• **WHAT IS EXPECTED**
Resume the news report on the COVID-19 outbreak at the Marieville care home, picking up after its last sentence.

• **DOCUMENT EXCERPT**

Manager suspended in probe of Quebec care home with 25 COVID-19 deaths this month
MONTREAL -- An internal investigation is underway at a long-term care home (CHSLD) in Marieville, on Montreal's South Shore, after an outbreak of COVID-19 saw the deaths of 25 people.
One manager has been suspended after what the regional health director called "troubling behaviour," though authorities aren't elaborating for now on what that means.
The outbreak at the Sainte-Croix care home is particularly troubling to many because the CHSLD avoided COVID-19 completely in the first wave.
Now, it's the province's hardest-hit such home, with 152 cases since Sept. 30.
It's unclear exactly what went wrong, say those at the CISSS Monteregie-Centre, but an internal investigation ordered on Oct. 13 is going to look into it.
"Our testing found a lot of cases in people who didn't have symptoms," said Richard Deschamps, the director of the CISSS.

• **RECORDED DATA**

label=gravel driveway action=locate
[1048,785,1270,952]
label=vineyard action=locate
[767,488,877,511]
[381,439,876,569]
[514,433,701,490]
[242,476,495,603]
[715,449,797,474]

• **ANSWER AREA**
Broken lab equipment also led to delays in processing tests, he said.
As for the suspended employee, that measure will remain in place for the duration of the investigation.
Quebec Health Minister Christian Dube said Thursday that the decision to suspend was up to the CISSS.
He also pointed out that the Monteregie had many COVID-19 outbreaks in the community this summer and that with that kind of circulation of the virus, it's difficult to keep it out of long-term care homes.
INVESTIGATION WILL TRACE OUTBREAK'S EVOLUTION
The CISSS said the virus was first brought into the facility when an employee came to work while unknowingly infected.
"The identification of the first positive cases among users results from a massive screening carried out on September 30, when a first employee had just tested positive and had worked without knowing he had the disease," reads a statement from the health district on Thursday.
"Further massive screenings were carried out over the following days. The situation evolved rapidly, both for residents and staff."
The CISSS said it put preventative measures in place since the detection of the first case, including increased staff, medical supplies and security measures; increased testing efforts; isolation measures; and employee uniforms, among others.
The cases are almost evenly split between residents and staff. Since the end of September, 79 residents and 73 staff members have tested positive for COVID-19.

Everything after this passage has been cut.